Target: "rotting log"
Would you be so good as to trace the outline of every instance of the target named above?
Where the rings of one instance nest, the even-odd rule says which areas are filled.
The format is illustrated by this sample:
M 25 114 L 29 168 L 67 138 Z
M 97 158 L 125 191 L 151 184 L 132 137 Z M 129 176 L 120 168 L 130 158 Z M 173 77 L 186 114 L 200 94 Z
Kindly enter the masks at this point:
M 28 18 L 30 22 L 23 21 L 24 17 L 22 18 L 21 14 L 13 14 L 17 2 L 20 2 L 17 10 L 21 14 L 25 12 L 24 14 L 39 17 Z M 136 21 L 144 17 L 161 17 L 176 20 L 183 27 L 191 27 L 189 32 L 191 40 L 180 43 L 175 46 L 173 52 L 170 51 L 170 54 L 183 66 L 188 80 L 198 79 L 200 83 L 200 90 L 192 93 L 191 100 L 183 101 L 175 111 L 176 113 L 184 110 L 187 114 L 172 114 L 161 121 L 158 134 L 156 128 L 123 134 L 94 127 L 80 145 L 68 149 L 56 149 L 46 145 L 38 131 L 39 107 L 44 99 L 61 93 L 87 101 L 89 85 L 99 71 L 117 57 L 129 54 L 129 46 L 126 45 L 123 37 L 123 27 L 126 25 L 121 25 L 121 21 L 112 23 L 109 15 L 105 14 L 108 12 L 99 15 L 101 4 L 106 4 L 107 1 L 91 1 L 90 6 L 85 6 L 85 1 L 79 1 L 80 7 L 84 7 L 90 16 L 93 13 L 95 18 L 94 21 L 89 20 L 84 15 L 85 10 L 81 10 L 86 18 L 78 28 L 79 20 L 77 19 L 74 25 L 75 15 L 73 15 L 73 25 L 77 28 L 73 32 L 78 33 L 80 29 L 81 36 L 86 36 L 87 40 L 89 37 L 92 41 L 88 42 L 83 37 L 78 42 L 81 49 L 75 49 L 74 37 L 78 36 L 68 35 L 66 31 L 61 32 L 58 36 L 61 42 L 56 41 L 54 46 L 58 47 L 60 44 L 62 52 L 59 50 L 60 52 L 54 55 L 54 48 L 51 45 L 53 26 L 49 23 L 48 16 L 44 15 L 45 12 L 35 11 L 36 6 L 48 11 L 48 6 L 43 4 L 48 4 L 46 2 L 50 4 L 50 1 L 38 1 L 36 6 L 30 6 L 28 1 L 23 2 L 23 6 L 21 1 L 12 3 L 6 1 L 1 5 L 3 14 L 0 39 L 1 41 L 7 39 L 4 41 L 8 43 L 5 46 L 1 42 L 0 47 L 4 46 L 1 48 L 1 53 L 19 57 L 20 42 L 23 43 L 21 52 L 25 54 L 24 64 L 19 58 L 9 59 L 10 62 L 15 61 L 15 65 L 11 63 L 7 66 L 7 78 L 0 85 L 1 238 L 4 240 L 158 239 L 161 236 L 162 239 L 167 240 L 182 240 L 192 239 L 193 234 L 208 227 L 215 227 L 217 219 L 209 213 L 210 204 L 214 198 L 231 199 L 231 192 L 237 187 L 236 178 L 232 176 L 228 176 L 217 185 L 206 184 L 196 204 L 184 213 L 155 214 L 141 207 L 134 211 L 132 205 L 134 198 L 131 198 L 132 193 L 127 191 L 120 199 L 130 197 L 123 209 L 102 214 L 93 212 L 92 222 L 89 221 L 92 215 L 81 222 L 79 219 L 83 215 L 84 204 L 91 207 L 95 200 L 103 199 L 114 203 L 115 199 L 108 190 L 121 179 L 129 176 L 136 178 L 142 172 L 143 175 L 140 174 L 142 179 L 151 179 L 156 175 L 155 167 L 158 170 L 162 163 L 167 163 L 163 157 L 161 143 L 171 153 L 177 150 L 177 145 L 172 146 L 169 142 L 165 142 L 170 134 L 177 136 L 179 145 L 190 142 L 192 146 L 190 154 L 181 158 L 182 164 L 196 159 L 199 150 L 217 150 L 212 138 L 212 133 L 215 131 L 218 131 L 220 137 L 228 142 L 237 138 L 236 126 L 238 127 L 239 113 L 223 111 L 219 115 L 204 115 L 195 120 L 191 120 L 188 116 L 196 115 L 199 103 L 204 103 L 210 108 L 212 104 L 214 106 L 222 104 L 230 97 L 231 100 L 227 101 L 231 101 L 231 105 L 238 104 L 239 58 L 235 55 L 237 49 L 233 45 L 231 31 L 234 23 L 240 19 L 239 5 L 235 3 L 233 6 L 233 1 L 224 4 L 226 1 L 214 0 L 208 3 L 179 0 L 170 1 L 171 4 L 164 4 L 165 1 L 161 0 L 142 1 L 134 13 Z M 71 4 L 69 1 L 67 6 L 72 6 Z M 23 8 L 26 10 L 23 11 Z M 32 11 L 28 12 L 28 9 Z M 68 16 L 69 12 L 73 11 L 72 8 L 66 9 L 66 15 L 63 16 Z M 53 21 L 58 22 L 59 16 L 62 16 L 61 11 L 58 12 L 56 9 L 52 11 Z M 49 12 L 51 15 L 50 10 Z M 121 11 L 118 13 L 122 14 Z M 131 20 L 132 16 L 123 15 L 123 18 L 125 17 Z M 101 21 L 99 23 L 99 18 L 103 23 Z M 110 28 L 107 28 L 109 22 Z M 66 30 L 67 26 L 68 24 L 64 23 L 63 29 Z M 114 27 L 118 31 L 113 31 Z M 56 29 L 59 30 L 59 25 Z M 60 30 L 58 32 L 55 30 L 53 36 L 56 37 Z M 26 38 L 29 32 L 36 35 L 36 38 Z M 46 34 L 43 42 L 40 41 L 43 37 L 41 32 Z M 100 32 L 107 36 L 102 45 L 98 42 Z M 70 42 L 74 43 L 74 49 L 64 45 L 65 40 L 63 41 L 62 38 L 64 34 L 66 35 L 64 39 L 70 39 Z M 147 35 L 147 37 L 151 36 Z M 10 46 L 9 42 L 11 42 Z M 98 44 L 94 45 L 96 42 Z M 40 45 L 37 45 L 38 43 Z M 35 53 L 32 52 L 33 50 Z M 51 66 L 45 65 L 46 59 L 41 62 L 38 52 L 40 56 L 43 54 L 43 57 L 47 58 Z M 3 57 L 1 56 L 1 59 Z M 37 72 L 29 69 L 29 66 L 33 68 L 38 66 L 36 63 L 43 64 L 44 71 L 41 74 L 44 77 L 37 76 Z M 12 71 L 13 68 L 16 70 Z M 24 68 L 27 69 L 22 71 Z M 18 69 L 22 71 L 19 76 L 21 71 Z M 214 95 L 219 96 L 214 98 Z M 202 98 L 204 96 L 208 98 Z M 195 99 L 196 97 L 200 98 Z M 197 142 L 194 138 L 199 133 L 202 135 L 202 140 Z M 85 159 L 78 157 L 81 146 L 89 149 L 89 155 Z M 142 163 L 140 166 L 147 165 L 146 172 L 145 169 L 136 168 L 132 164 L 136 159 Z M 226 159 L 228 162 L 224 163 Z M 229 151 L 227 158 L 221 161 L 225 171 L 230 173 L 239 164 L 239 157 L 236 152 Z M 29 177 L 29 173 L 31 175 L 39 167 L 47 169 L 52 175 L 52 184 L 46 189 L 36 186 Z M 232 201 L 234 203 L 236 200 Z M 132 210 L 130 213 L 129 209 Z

---*---

[SHORT EXERCISE]
Render the listing above as a JSON array of strings, with each line as its own string and blank lines omitted.

[TASK SOLUTION]
[
  "Target: \"rotting log\"",
  "Would you be so good as to trace the outline of every instance of the target named above?",
  "Where the rings of one instance nest, the even-odd rule says which areas are filled.",
  "The format is illustrated by this sample:",
  "M 25 114 L 29 168 L 67 138 Z",
  "M 97 158 L 125 191 L 151 184 L 132 137 Z M 129 176 L 120 168 L 130 158 Z M 173 77 L 186 114 L 200 94 Z",
  "Kindly enter the masks at this point:",
  "M 28 18 L 30 22 L 23 21 L 24 17 L 22 18 L 21 14 L 13 14 L 17 2 L 20 2 L 17 10 L 21 14 L 25 12 L 24 14 L 39 17 Z M 136 21 L 144 17 L 161 17 L 176 20 L 183 27 L 191 27 L 189 32 L 191 40 L 180 43 L 175 46 L 173 52 L 170 51 L 170 54 L 183 66 L 188 80 L 198 79 L 200 83 L 200 90 L 192 93 L 191 100 L 183 101 L 175 111 L 176 113 L 184 110 L 187 114 L 172 114 L 161 121 L 158 134 L 156 128 L 123 134 L 94 127 L 80 145 L 68 149 L 56 149 L 46 145 L 38 131 L 39 107 L 44 99 L 61 93 L 87 101 L 89 85 L 99 71 L 117 57 L 129 54 L 129 46 L 126 45 L 123 37 L 123 27 L 126 25 L 121 25 L 121 21 L 112 23 L 109 15 L 105 14 L 108 12 L 99 15 L 101 4 L 106 4 L 107 1 L 91 1 L 90 6 L 85 6 L 85 1 L 79 1 L 80 7 L 84 7 L 90 16 L 93 13 L 95 18 L 94 21 L 89 20 L 84 15 L 85 10 L 81 10 L 86 18 L 78 28 L 79 20 L 77 19 L 74 25 L 75 15 L 73 15 L 73 25 L 77 28 L 73 32 L 78 33 L 80 29 L 81 36 L 86 36 L 87 40 L 89 37 L 92 41 L 88 42 L 83 37 L 78 42 L 81 49 L 75 49 L 74 37 L 78 36 L 68 35 L 66 31 L 61 32 L 58 36 L 61 42 L 56 41 L 54 46 L 58 47 L 60 44 L 62 52 L 59 50 L 60 52 L 54 55 L 54 48 L 51 45 L 53 26 L 49 23 L 48 16 L 44 15 L 45 12 L 35 11 L 36 6 L 48 11 L 48 6 L 43 4 L 48 4 L 46 2 L 50 4 L 50 1 L 38 1 L 36 6 L 30 6 L 28 1 L 23 2 L 23 6 L 21 1 L 12 3 L 6 1 L 1 5 L 3 14 L 0 39 L 1 41 L 7 39 L 4 41 L 8 43 L 5 46 L 1 42 L 0 47 L 4 46 L 1 48 L 1 53 L 19 57 L 20 42 L 23 43 L 21 52 L 25 54 L 24 64 L 19 58 L 9 59 L 10 62 L 15 61 L 15 65 L 11 63 L 7 66 L 7 78 L 0 85 L 1 238 L 4 240 L 158 239 L 161 236 L 162 239 L 167 240 L 182 240 L 192 239 L 193 234 L 208 227 L 215 227 L 217 219 L 209 213 L 210 204 L 214 198 L 231 199 L 231 192 L 237 187 L 236 178 L 232 176 L 228 176 L 217 185 L 206 184 L 196 204 L 184 213 L 155 214 L 141 207 L 134 211 L 132 205 L 134 198 L 131 198 L 132 193 L 127 191 L 120 199 L 130 197 L 123 209 L 102 214 L 93 212 L 92 222 L 89 221 L 92 215 L 81 222 L 79 219 L 83 215 L 84 204 L 91 207 L 95 200 L 103 199 L 114 203 L 115 199 L 108 190 L 121 179 L 129 176 L 136 178 L 142 172 L 143 175 L 140 174 L 142 179 L 151 179 L 156 175 L 155 167 L 158 170 L 162 163 L 167 163 L 163 157 L 161 143 L 171 153 L 177 150 L 177 145 L 172 146 L 169 142 L 165 142 L 170 134 L 177 136 L 179 145 L 190 142 L 192 146 L 190 154 L 181 158 L 182 164 L 196 159 L 199 150 L 217 150 L 212 138 L 212 133 L 215 131 L 218 131 L 220 137 L 228 142 L 237 138 L 236 126 L 238 127 L 239 113 L 223 111 L 219 115 L 204 115 L 195 120 L 191 120 L 188 116 L 196 115 L 199 103 L 204 103 L 210 108 L 212 104 L 214 106 L 222 104 L 230 97 L 231 100 L 227 101 L 231 101 L 231 105 L 238 104 L 239 58 L 235 55 L 237 49 L 233 45 L 231 31 L 234 23 L 240 19 L 239 5 L 235 3 L 233 6 L 233 1 L 224 4 L 226 1 L 214 0 L 208 3 L 179 0 L 170 1 L 171 4 L 164 4 L 165 1 L 161 0 L 142 1 L 134 13 Z M 71 4 L 69 1 L 67 6 L 72 6 Z M 23 8 L 26 10 L 23 11 Z M 32 11 L 28 12 L 28 9 Z M 68 16 L 69 12 L 73 11 L 72 8 L 66 9 L 66 15 L 63 16 Z M 53 21 L 58 22 L 59 16 L 62 16 L 61 11 L 58 12 L 56 9 L 52 11 Z M 49 12 L 51 15 L 50 10 Z M 121 11 L 118 13 L 122 14 Z M 131 20 L 132 16 L 123 15 L 123 18 L 125 17 Z M 101 21 L 99 23 L 99 18 L 103 23 Z M 110 28 L 107 28 L 109 22 Z M 66 30 L 67 26 L 68 24 L 64 23 L 63 29 Z M 114 27 L 118 31 L 113 31 Z M 56 29 L 59 30 L 59 25 Z M 60 30 L 58 32 L 55 30 L 53 36 L 56 37 Z M 26 38 L 29 32 L 36 35 L 36 38 Z M 46 34 L 43 42 L 40 41 L 43 37 L 41 32 Z M 100 32 L 107 36 L 102 45 L 98 42 Z M 70 42 L 74 43 L 74 49 L 64 45 L 65 40 L 63 41 L 62 38 L 64 34 L 66 35 L 64 39 L 70 39 Z M 147 35 L 147 37 L 151 36 Z M 10 46 L 9 42 L 11 42 Z M 98 44 L 94 45 L 96 42 Z M 40 45 L 37 45 L 38 43 Z M 35 53 L 32 52 L 33 50 Z M 51 66 L 45 65 L 46 59 L 41 62 L 38 52 L 40 56 L 43 54 L 43 57 L 47 58 Z M 3 57 L 1 56 L 1 59 Z M 37 72 L 29 69 L 29 66 L 33 68 L 38 66 L 36 63 L 43 64 L 44 71 L 41 74 L 44 77 L 37 76 Z M 12 71 L 13 68 L 16 70 Z M 24 68 L 27 69 L 22 71 Z M 18 69 L 22 71 L 19 76 L 21 71 Z M 214 95 L 219 96 L 214 98 Z M 202 98 L 204 96 L 208 98 Z M 195 99 L 196 97 L 200 98 Z M 197 142 L 194 138 L 199 133 L 202 135 L 202 140 Z M 85 159 L 78 157 L 81 146 L 89 149 L 89 155 Z M 142 163 L 140 166 L 147 165 L 146 172 L 145 169 L 136 168 L 132 164 L 136 159 Z M 226 159 L 228 162 L 224 163 Z M 229 151 L 227 158 L 221 161 L 225 171 L 230 173 L 239 164 L 239 157 L 236 152 Z M 29 177 L 29 173 L 31 175 L 39 167 L 47 169 L 52 175 L 52 184 L 46 189 L 36 186 Z M 232 201 L 234 203 L 236 200 Z M 132 210 L 130 213 L 129 209 Z"
]